Of the lines in the data below, write out exactly those from the one holding "Target: tire track in snow" through the one holding "Find the asphalt", both included.

● Data for the task
%%

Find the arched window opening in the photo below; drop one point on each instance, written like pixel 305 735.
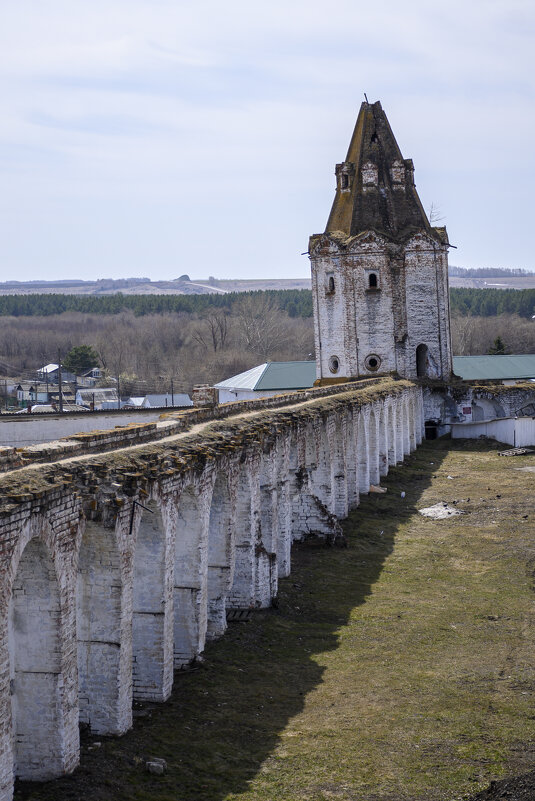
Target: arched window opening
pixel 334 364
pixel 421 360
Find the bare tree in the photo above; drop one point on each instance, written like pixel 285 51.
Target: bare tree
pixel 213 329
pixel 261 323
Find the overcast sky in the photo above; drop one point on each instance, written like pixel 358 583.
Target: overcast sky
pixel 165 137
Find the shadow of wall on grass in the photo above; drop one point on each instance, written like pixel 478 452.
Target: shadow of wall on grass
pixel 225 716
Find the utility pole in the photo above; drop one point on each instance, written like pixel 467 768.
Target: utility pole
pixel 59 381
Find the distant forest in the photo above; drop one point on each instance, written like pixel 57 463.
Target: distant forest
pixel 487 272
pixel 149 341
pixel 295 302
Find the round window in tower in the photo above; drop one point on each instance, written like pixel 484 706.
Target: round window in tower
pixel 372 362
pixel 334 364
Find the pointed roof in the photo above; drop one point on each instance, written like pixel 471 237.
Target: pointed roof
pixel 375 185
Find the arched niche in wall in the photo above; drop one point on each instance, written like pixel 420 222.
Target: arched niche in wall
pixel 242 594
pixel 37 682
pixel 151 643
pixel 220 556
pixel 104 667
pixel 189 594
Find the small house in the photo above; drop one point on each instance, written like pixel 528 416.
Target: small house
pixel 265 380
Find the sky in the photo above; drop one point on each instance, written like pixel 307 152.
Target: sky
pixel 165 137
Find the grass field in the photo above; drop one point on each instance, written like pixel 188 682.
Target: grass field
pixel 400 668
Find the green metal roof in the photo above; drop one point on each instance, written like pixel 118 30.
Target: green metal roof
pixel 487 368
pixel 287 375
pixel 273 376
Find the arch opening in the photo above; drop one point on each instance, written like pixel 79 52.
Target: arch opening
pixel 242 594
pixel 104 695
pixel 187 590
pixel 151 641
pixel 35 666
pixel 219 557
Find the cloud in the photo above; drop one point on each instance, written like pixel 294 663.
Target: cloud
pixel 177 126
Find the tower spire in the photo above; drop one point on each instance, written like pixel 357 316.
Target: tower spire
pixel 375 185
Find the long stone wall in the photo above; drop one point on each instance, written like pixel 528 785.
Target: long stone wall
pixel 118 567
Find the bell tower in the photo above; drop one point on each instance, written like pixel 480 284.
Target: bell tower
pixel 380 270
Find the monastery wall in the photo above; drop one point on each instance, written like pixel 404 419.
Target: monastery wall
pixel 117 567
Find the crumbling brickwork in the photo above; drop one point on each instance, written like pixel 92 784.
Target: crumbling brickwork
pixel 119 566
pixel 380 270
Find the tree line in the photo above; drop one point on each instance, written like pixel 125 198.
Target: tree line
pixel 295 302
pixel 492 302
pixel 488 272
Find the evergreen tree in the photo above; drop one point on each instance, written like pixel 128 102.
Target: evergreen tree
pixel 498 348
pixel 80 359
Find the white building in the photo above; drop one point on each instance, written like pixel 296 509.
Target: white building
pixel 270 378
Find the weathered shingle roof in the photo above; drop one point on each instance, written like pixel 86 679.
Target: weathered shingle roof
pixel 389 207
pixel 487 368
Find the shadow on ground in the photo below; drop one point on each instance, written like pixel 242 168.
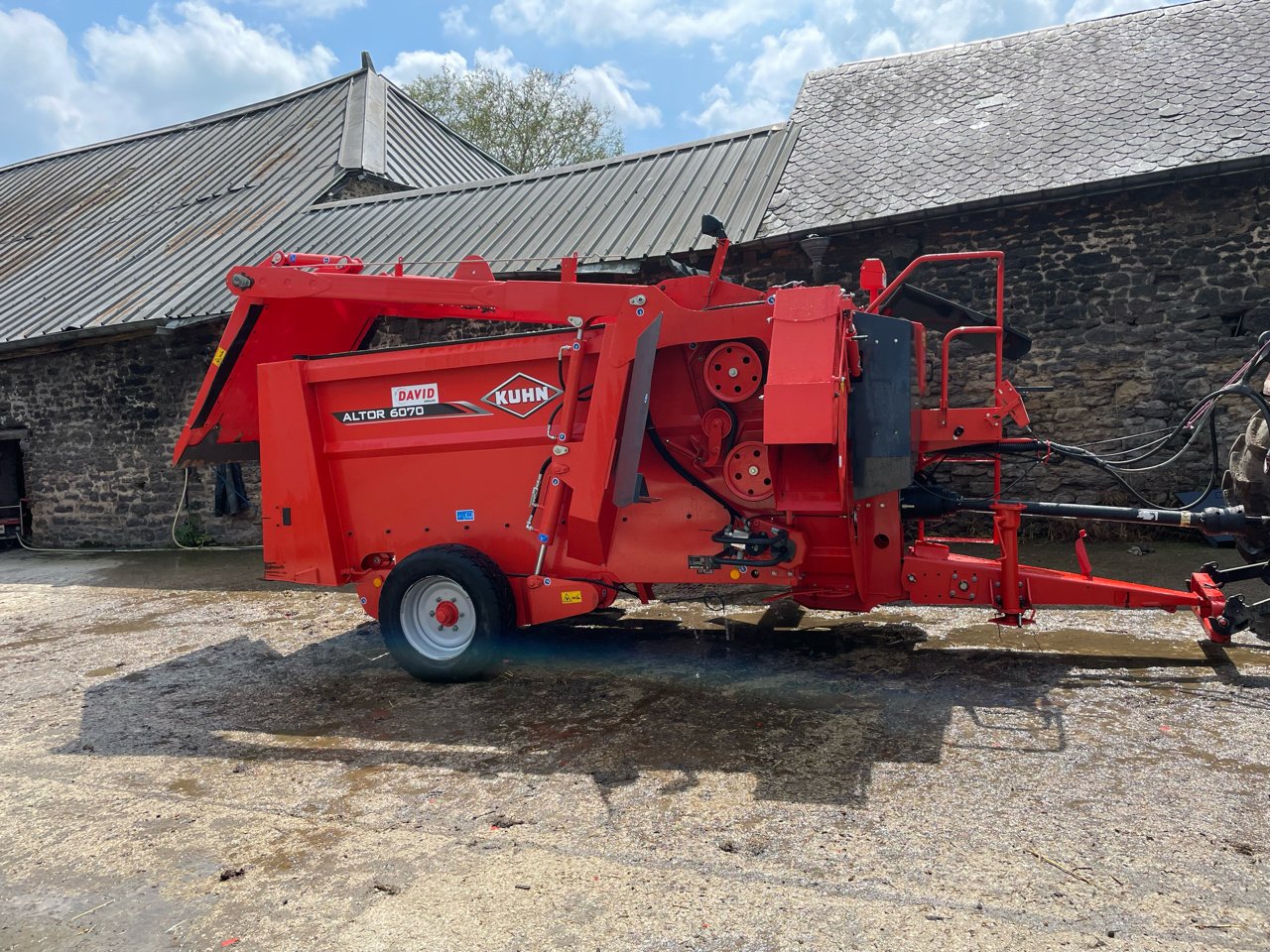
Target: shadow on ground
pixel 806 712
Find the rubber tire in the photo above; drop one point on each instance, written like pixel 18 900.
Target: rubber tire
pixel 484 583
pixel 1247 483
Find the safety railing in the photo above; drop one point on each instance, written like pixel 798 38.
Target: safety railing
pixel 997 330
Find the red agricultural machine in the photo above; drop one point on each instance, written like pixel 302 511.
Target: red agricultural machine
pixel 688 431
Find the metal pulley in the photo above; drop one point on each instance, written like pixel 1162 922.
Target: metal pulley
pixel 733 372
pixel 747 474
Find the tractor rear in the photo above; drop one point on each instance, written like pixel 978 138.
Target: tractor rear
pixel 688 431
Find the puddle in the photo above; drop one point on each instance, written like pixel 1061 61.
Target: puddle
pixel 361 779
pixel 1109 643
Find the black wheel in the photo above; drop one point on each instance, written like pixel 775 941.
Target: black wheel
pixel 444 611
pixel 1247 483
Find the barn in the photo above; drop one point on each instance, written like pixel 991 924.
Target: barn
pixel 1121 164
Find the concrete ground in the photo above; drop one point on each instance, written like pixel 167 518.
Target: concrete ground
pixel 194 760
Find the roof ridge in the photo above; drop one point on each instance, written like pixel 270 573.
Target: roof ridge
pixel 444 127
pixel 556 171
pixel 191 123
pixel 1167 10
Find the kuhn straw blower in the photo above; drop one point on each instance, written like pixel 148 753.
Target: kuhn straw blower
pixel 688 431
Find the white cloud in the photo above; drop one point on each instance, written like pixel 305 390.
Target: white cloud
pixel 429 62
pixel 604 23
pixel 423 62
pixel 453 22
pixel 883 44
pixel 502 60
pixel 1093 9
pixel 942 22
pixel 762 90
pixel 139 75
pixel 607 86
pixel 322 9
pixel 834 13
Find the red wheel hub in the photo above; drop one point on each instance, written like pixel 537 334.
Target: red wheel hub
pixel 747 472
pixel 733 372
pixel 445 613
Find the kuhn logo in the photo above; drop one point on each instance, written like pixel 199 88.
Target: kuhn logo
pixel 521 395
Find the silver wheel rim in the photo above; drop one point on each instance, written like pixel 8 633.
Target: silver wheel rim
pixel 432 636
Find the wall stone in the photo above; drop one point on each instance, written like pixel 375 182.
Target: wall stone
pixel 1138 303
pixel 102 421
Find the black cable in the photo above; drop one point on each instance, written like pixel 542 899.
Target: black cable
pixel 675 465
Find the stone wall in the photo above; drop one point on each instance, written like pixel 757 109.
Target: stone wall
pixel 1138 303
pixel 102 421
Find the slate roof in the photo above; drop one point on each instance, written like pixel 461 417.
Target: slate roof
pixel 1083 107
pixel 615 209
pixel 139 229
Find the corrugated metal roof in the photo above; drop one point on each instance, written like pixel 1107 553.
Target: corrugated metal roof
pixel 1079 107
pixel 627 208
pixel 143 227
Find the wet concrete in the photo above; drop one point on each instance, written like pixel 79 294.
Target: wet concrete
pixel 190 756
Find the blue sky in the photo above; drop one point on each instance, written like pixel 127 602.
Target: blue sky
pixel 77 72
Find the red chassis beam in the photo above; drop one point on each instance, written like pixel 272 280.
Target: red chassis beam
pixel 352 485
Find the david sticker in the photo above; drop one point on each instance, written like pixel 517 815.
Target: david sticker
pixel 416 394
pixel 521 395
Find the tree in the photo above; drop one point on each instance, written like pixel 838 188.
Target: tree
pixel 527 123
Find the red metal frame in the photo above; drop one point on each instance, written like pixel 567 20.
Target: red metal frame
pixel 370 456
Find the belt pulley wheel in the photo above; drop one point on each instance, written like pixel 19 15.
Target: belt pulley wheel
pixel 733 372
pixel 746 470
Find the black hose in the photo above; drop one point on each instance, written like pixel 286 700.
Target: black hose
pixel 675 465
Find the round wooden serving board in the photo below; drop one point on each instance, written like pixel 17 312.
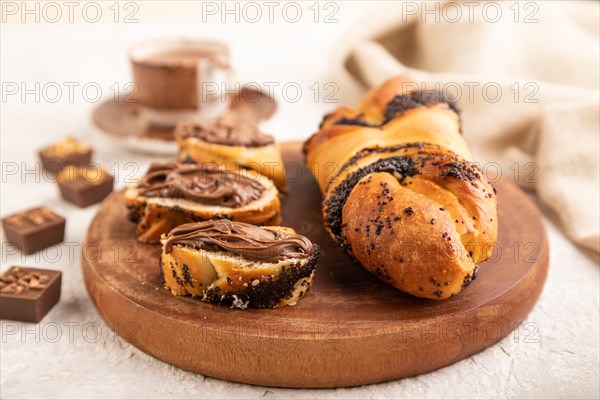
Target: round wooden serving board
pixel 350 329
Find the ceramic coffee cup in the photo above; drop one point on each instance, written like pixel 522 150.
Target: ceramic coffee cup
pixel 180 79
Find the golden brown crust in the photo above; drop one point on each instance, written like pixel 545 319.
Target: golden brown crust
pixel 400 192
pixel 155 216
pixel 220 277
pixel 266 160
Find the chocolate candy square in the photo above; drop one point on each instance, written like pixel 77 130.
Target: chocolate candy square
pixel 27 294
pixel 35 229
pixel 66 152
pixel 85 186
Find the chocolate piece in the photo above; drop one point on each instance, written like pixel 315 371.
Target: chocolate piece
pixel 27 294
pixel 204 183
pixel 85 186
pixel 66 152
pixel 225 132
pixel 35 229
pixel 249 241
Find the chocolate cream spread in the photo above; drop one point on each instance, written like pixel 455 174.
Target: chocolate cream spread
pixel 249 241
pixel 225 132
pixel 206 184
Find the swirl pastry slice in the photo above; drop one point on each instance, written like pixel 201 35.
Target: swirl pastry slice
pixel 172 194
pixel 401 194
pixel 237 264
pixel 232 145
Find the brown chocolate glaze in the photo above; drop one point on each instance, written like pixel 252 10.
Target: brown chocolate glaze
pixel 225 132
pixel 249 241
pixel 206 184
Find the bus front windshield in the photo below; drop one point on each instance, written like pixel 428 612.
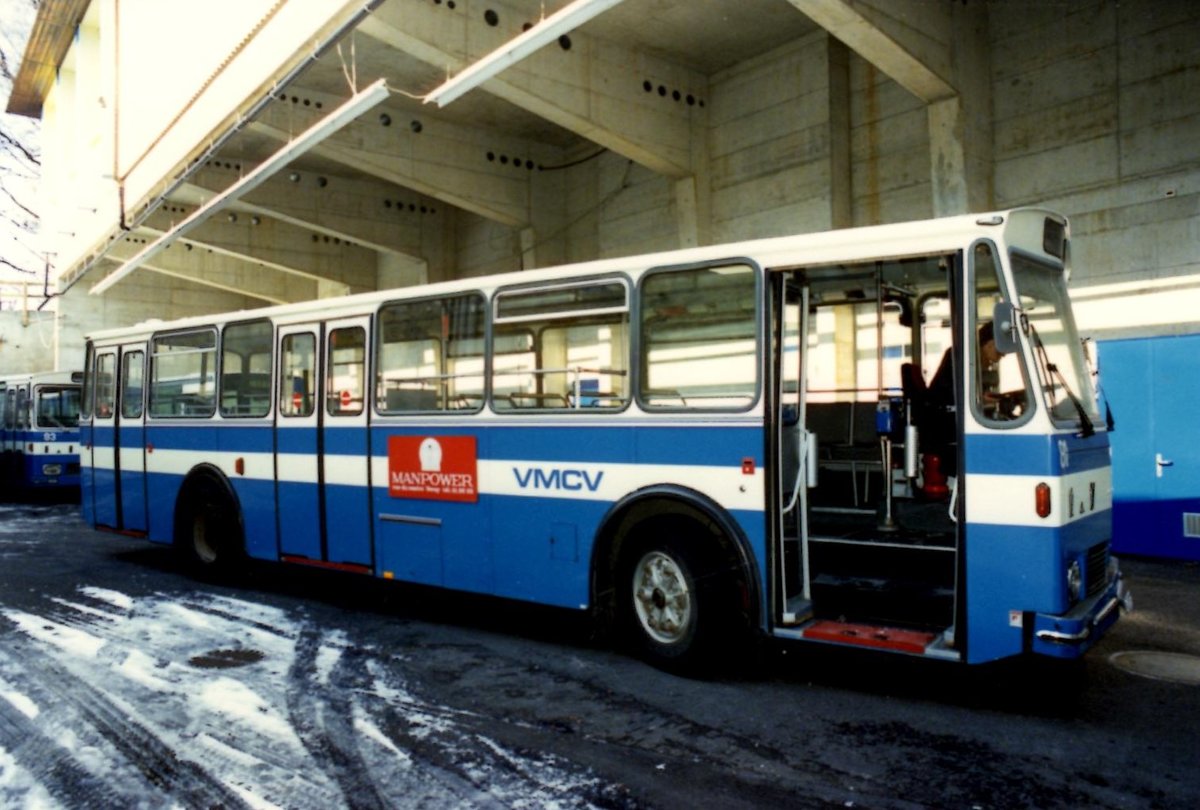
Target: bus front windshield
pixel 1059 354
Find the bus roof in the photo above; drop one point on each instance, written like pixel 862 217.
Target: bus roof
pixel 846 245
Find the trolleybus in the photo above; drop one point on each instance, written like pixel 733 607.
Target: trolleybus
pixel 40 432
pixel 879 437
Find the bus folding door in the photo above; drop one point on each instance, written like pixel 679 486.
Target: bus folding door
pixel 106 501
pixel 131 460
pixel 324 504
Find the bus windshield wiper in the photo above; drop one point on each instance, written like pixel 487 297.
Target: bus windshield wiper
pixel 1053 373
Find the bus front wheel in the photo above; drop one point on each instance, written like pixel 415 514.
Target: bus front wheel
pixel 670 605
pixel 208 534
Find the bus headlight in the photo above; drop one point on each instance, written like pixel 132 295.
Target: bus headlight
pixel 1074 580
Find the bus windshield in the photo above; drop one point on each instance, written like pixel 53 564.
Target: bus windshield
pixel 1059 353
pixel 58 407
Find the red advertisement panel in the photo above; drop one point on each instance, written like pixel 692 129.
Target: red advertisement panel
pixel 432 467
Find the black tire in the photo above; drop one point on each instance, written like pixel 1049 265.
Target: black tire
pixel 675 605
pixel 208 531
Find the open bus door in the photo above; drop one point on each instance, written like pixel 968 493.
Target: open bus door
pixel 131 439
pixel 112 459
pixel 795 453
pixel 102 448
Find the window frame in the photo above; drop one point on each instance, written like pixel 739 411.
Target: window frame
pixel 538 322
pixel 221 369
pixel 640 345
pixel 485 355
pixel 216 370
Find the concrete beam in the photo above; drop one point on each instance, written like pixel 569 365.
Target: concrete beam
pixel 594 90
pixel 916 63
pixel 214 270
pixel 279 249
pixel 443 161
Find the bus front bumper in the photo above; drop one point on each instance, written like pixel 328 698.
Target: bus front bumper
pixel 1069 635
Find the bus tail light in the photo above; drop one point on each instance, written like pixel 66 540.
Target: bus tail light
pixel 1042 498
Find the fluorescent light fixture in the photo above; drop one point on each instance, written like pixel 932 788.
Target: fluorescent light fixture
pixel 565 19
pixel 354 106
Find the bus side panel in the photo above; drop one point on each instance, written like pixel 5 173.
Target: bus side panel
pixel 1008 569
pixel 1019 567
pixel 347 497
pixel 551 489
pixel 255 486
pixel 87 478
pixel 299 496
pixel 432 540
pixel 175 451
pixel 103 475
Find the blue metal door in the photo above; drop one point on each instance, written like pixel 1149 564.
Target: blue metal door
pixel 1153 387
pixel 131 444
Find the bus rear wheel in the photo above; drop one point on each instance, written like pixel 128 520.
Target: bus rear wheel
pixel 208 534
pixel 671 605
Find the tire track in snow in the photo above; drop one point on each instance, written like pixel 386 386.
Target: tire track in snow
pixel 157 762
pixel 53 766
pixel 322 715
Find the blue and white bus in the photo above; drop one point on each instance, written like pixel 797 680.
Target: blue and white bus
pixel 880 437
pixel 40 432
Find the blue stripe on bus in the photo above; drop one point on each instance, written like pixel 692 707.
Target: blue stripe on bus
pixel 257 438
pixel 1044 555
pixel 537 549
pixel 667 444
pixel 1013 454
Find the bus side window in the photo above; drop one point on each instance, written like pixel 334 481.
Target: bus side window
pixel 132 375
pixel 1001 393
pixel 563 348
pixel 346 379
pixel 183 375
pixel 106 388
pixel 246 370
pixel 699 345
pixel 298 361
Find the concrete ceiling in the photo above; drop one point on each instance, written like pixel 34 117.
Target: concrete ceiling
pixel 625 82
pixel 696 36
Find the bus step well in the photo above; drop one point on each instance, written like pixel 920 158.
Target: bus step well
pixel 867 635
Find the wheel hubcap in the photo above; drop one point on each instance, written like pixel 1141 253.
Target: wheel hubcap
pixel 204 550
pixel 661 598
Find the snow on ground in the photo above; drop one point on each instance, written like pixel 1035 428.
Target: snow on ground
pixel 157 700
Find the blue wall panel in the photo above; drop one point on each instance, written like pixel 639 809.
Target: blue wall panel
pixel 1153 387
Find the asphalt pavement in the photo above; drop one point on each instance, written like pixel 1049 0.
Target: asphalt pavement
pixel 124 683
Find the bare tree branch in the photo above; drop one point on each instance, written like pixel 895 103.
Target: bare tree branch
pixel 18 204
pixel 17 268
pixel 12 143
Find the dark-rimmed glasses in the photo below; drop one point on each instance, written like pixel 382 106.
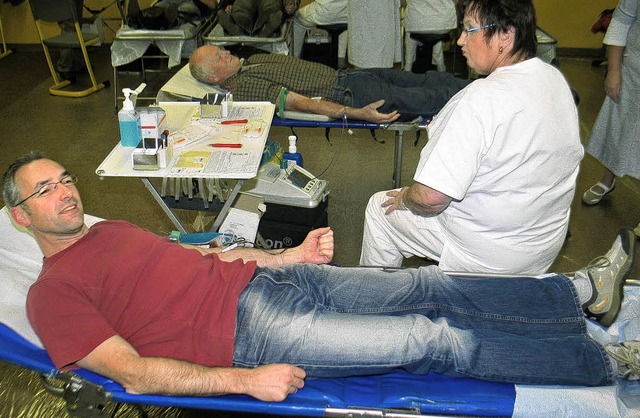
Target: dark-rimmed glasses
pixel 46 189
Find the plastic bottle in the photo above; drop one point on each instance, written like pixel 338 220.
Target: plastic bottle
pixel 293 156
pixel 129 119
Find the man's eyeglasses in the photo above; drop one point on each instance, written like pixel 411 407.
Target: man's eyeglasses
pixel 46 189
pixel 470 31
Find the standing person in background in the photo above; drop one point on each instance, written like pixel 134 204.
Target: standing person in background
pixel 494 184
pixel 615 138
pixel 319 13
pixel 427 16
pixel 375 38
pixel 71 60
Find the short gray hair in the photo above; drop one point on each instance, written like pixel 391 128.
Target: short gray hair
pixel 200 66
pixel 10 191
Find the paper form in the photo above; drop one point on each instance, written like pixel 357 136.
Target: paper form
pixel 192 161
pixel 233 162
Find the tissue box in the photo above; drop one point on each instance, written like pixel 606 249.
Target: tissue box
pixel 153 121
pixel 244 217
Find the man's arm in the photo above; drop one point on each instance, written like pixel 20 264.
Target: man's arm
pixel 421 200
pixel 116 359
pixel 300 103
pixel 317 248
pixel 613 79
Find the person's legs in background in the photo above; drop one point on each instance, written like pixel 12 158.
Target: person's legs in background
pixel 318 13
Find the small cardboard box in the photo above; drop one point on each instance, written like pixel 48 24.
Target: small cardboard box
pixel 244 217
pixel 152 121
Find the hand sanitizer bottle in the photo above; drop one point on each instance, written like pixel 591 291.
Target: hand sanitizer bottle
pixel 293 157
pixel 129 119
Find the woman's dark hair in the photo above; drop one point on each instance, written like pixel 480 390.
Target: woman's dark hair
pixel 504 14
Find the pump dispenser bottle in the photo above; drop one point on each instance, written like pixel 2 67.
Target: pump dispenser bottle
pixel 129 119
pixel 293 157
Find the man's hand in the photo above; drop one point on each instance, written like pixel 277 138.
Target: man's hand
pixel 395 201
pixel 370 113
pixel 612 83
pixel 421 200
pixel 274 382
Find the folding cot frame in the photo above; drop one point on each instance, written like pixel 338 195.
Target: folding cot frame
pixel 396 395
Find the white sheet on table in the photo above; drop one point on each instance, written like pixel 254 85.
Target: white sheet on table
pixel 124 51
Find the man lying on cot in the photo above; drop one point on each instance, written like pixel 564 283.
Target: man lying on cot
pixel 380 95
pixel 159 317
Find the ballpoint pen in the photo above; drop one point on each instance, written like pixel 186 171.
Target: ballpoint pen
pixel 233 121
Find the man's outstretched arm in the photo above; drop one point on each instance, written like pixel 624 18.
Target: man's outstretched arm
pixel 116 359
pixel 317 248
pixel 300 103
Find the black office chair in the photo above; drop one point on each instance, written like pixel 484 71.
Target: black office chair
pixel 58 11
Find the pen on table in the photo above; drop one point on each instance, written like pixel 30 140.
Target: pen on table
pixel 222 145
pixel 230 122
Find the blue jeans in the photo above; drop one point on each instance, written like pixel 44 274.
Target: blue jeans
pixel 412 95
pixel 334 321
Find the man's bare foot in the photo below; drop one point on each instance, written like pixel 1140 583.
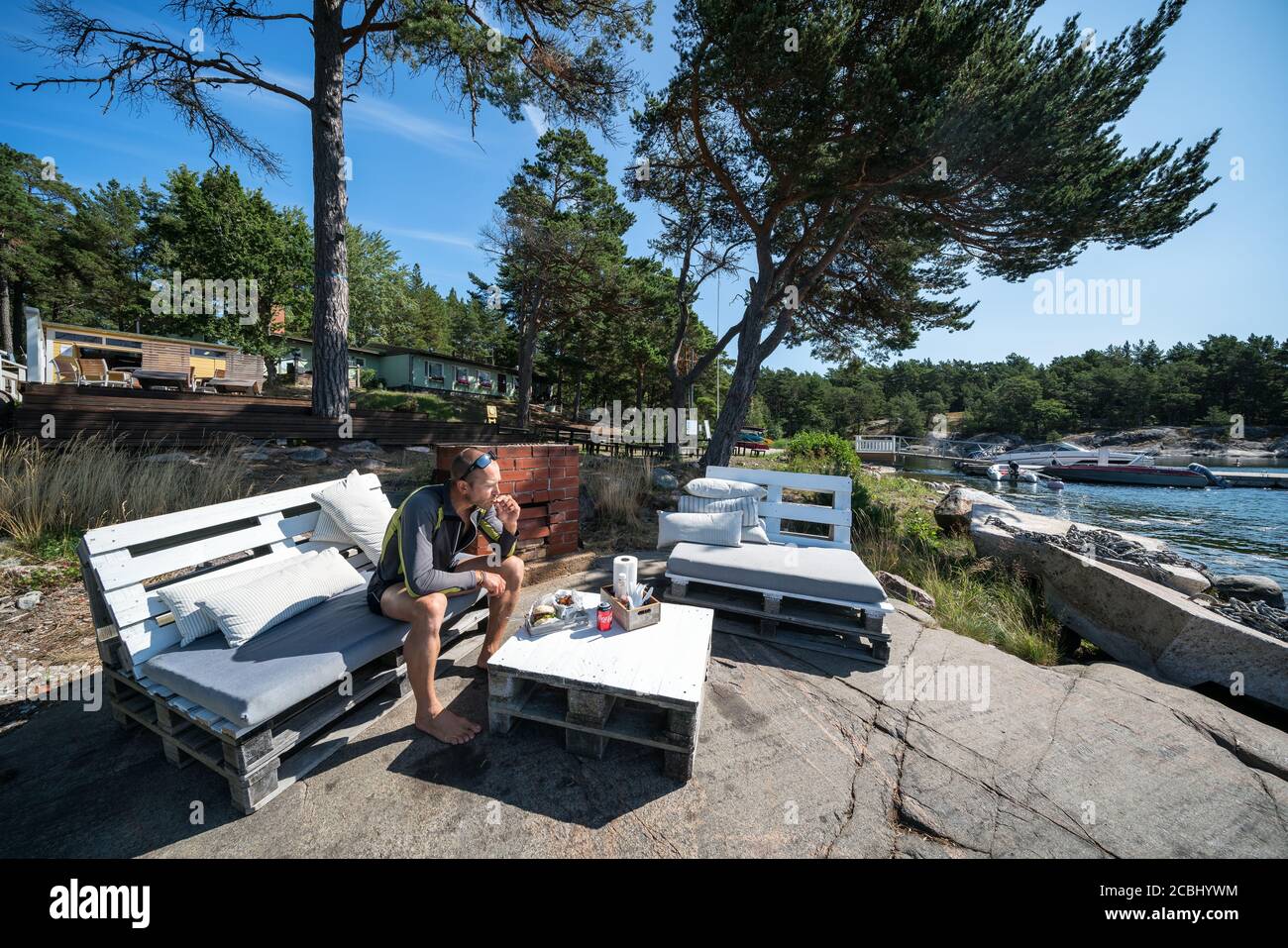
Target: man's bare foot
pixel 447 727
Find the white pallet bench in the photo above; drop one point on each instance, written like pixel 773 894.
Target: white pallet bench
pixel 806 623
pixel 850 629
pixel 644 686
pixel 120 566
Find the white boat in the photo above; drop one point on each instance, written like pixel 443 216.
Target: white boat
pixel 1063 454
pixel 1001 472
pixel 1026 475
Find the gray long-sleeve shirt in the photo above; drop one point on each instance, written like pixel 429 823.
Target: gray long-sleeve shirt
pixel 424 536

%%

● Worked solution
Target: tire track in snow
pixel 157 762
pixel 53 766
pixel 322 715
Find the blue and white bus in the photo above; drop one point on each instance, written like pixel 797 680.
Target: blue and white bus
pixel 880 437
pixel 40 432
Find the blue stripe on bus in the photo above; drop one point on each instance, written like pixel 692 707.
Target: blue stripe on bus
pixel 257 438
pixel 1044 555
pixel 537 549
pixel 667 444
pixel 1013 454
Find the bus side window in the photo above; drop one point on each instance, written like pixel 334 481.
Target: bus side window
pixel 132 375
pixel 1001 393
pixel 563 348
pixel 346 379
pixel 183 375
pixel 106 388
pixel 246 370
pixel 699 345
pixel 298 361
Find the concrete ceiling in the photo above; drop one point on each instance, written like pixel 34 117.
Target: concrete ceiling
pixel 625 82
pixel 696 36
Find the bus step well in the photo above; drop one point on each instance, written like pixel 920 158.
Target: bus step well
pixel 867 635
Find the wheel hubcap in the photo above; drop one point on each instance, written like pixel 1141 253.
Target: wheel hubcap
pixel 204 550
pixel 661 598
Find the snow on ground in the photo above; drop one point on each instance, written like pixel 1035 428.
Target: snow on ground
pixel 157 700
Find the blue wall panel in the photo above; drop one point on each instance, written like pixel 639 809.
Target: blue wall panel
pixel 1153 387
Find the asphalt pavement in the photo above; drop one point on each instance, written like pixel 1049 0.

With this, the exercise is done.